__OBJETIVO A__
Diz se cada afirmação está de acordo com o texto citado, respondendo sim ou não e citando as palavras do texto que o decidem: (i) O BCE gastou 18 mil milhões só para aguentar os juros portugueses. (ii) A crise da dívida estalou em Maio de 2009. (iii) Teodora Cardoso é economista do Banco de Portugal.

■ ■ ■ ■ ■

17/02/2011

ALMORRÓIDA SOCATEIRA


Economia já recebeu 
63 mil milhões para sobreviver

por Filipe Paiva Cardoso e Nuno Aguiar

BCE gastou 18 mil milhões só para aguentar juros portugueses. Mais um balão de oxigénio. 
Governo só não pede ajuda porque já está a recebê-la

Portugal está transformado num filho que, ao mesmo tempo que exige independência e autonomia para decidir os seus assuntos, não abdica da mesada. Sócrates diz, repete e sublinha: "Não precisamos de ajuda. Somos capazes de lidar com os nossos problemas sozinhos." Contudo, olhando para factos e números, a realidade não poderia estar mais longe desse discurso.

Considerando todos os apoios extraordinários que o Banco Central Europeu (BCE) pôs em marcha para Portugal desde Maio de 2010 - quando estalou a crise da dívida -, e juntando a estes valores as jogadas contabilísticas e as receitas não recorrentes que Teixeira dos Santos vai descobrindo, vamos já em mais de 63 mil milhões de apoio artificial ao tecido económico português. Se às ajudas internacionais juntássemos ainda as "ajudas" internas - por exemplo, os aumentos de impostos, que em 2010 permitiram que o Estado recolhesse mais 2,3 mil milhões do que em 2009 -, este número seria bem maior. "Nós, neste momento, já temos ajuda externa do BCE e do Eurossistema. É um facto perfeitamente óbvio", observou Teodora Cardoso, economista do Banco de Portugal, a 31 de Janeiro.

■ ■ ■ ■ ■

__OBJETIVO B__
Lista todas as linhas abaixo que contêm a palavra "stick". Distingue maiúsculas de minúsculas.

■ ■ ■ ■ ■

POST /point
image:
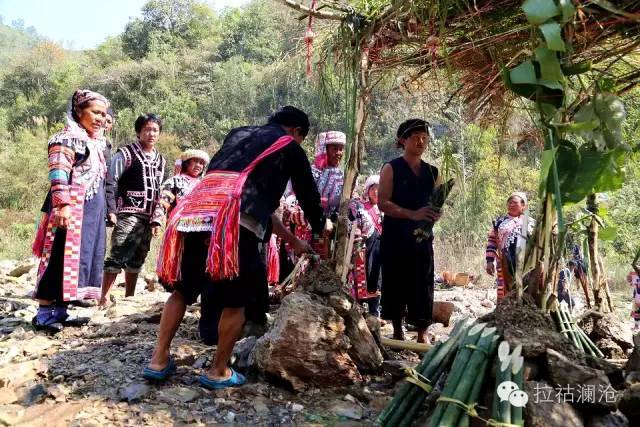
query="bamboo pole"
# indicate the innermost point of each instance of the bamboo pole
(405, 345)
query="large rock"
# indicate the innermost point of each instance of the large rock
(633, 364)
(580, 380)
(542, 411)
(307, 345)
(364, 350)
(606, 326)
(629, 404)
(612, 419)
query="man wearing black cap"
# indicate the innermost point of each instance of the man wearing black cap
(260, 197)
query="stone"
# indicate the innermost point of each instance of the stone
(341, 303)
(58, 392)
(633, 364)
(396, 367)
(629, 404)
(350, 398)
(543, 413)
(11, 414)
(606, 326)
(307, 345)
(11, 321)
(17, 374)
(242, 351)
(181, 394)
(564, 372)
(610, 348)
(200, 362)
(612, 419)
(21, 269)
(364, 350)
(348, 410)
(260, 407)
(230, 417)
(487, 303)
(134, 392)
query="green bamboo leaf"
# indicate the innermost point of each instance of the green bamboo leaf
(549, 64)
(546, 162)
(575, 69)
(539, 11)
(524, 73)
(608, 233)
(552, 33)
(568, 10)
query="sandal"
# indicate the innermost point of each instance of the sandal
(161, 375)
(51, 327)
(236, 379)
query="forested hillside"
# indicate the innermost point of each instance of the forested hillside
(206, 72)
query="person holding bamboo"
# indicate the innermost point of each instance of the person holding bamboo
(406, 185)
(503, 241)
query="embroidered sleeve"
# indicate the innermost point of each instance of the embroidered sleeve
(166, 201)
(492, 245)
(62, 153)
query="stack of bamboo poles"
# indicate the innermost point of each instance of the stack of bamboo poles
(420, 381)
(577, 336)
(466, 377)
(509, 371)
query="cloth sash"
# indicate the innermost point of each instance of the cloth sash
(213, 206)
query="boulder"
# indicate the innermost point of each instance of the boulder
(633, 364)
(629, 404)
(580, 380)
(307, 345)
(546, 412)
(607, 326)
(364, 350)
(612, 419)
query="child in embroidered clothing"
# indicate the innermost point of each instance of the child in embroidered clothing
(189, 170)
(634, 281)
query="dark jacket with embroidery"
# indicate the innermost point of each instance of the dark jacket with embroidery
(138, 179)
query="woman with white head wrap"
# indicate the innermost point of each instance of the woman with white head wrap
(70, 240)
(503, 241)
(366, 274)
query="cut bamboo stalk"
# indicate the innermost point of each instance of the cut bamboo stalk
(567, 325)
(432, 357)
(479, 382)
(504, 374)
(415, 395)
(517, 372)
(458, 368)
(406, 345)
(463, 389)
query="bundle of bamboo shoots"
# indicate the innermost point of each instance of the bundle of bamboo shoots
(572, 331)
(509, 378)
(466, 377)
(405, 405)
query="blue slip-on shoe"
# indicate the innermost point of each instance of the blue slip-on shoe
(236, 379)
(161, 375)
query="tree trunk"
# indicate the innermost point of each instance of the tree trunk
(600, 287)
(342, 257)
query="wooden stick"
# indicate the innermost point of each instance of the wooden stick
(405, 345)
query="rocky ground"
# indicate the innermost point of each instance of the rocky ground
(92, 375)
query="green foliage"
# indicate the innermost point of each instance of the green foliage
(167, 25)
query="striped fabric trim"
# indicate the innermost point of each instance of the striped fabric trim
(71, 259)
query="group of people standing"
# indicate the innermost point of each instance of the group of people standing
(219, 215)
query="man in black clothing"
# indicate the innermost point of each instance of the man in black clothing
(261, 194)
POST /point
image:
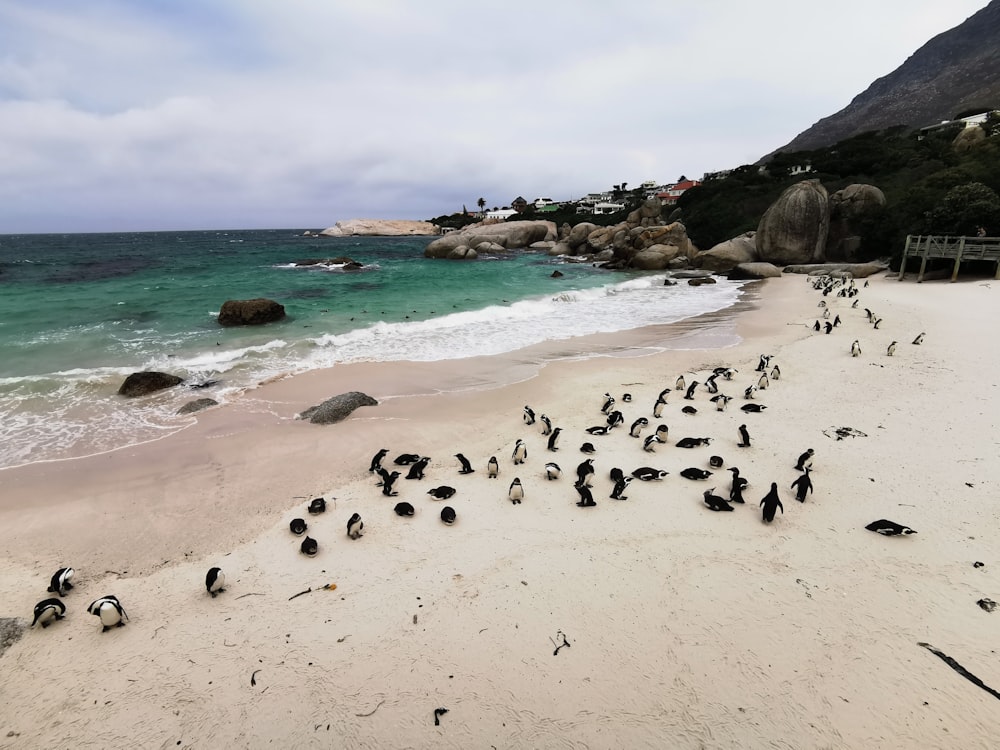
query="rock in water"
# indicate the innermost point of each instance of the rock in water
(337, 408)
(142, 383)
(250, 312)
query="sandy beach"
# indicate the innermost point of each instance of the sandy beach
(646, 622)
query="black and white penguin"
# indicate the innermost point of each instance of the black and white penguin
(553, 441)
(441, 493)
(109, 610)
(714, 502)
(695, 474)
(770, 503)
(744, 437)
(47, 611)
(215, 581)
(620, 486)
(377, 460)
(649, 474)
(636, 429)
(61, 581)
(355, 526)
(520, 452)
(802, 485)
(515, 492)
(889, 528)
(466, 466)
(804, 460)
(309, 547)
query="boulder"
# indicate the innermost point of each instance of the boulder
(143, 383)
(794, 229)
(250, 312)
(337, 408)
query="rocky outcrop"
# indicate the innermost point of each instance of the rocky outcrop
(379, 228)
(337, 408)
(143, 383)
(794, 228)
(250, 312)
(508, 235)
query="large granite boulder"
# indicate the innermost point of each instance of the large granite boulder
(337, 408)
(143, 383)
(250, 312)
(794, 228)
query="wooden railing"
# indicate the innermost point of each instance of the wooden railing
(958, 248)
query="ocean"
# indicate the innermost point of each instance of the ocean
(80, 312)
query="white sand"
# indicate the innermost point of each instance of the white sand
(687, 628)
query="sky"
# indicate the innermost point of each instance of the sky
(132, 115)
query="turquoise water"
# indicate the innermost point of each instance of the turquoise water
(78, 313)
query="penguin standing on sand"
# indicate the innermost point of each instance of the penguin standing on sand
(215, 581)
(770, 503)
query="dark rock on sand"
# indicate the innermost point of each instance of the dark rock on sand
(142, 383)
(337, 408)
(250, 312)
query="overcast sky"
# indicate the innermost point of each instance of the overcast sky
(191, 114)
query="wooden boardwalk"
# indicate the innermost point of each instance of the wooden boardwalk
(958, 248)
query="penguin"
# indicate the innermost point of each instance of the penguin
(520, 452)
(586, 496)
(889, 528)
(693, 442)
(695, 474)
(770, 503)
(619, 488)
(61, 581)
(802, 485)
(441, 493)
(554, 439)
(744, 437)
(47, 611)
(215, 581)
(417, 470)
(110, 610)
(649, 474)
(585, 472)
(309, 547)
(516, 492)
(355, 526)
(714, 502)
(377, 460)
(546, 424)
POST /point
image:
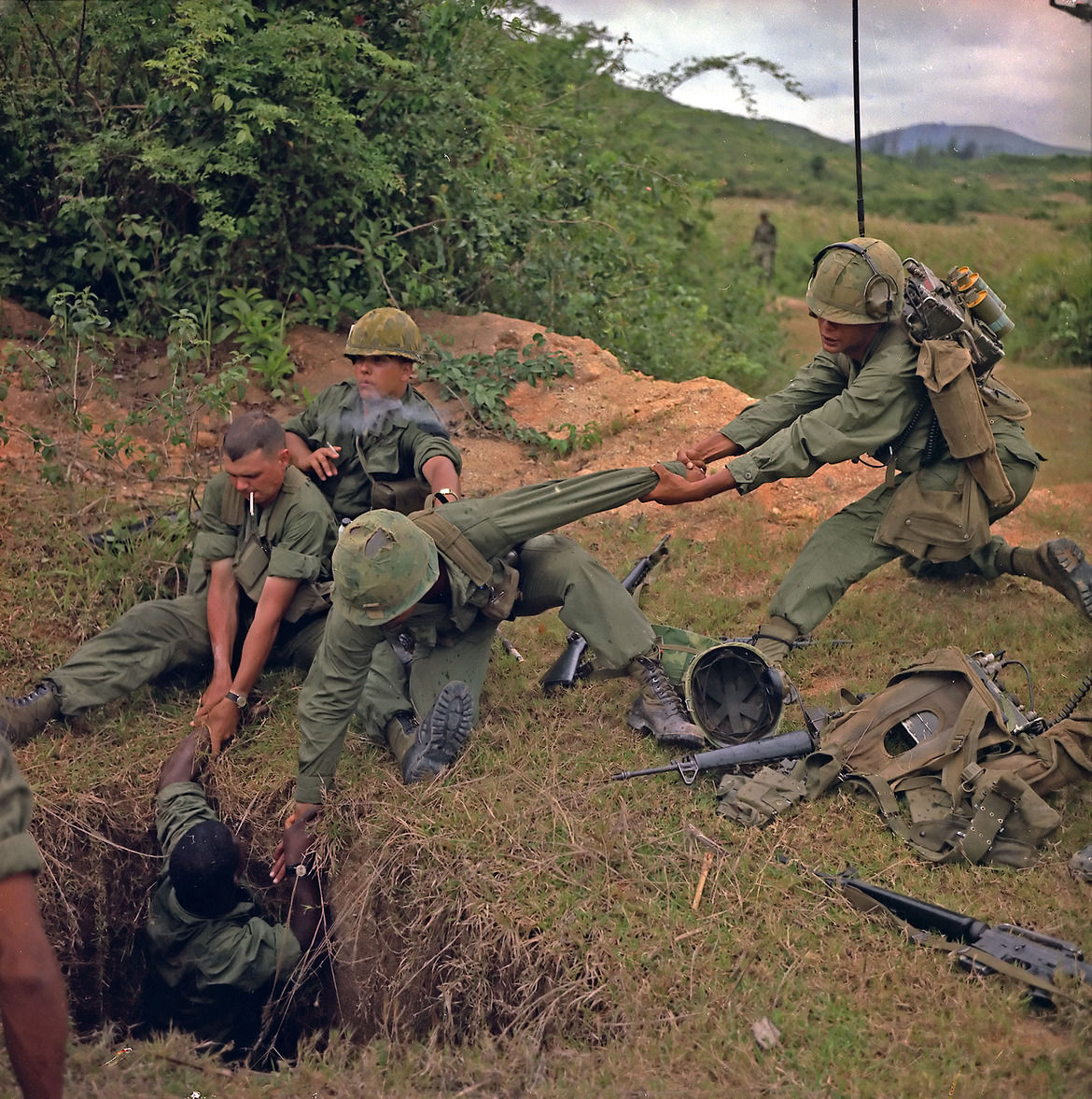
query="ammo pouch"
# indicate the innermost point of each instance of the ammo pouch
(936, 525)
(497, 584)
(405, 496)
(945, 367)
(943, 757)
(943, 526)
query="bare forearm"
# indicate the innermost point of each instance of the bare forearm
(709, 448)
(222, 613)
(33, 1003)
(440, 472)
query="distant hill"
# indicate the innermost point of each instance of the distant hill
(965, 142)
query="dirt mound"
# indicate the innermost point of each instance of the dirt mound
(625, 417)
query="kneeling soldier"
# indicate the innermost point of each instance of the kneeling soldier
(416, 604)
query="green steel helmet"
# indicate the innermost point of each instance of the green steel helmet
(858, 281)
(384, 564)
(385, 332)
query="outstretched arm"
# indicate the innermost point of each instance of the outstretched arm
(441, 472)
(222, 609)
(671, 488)
(699, 455)
(320, 461)
(185, 763)
(305, 914)
(33, 1003)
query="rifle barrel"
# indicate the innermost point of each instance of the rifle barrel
(919, 913)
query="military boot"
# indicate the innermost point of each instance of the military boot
(1059, 564)
(658, 709)
(23, 718)
(428, 747)
(1080, 865)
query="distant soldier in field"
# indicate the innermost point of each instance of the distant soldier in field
(33, 1005)
(374, 442)
(259, 595)
(863, 393)
(763, 244)
(215, 961)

■ ■ ■ ■ ■

__SOLUÇÃO A__
(i) Sim: "BCE gastou 18 mil milhões só para aguentar juros portugueses."
(ii) Não: "desde Maio de 2010 - quando estalou a crise da dívida"
(iii) Sim: "Teodora Cardoso, economista do Banco de Portugal"

__SOLUÇÃO B__
query="wooden stick"
# indicate the innermost point of each instance of the wooden stick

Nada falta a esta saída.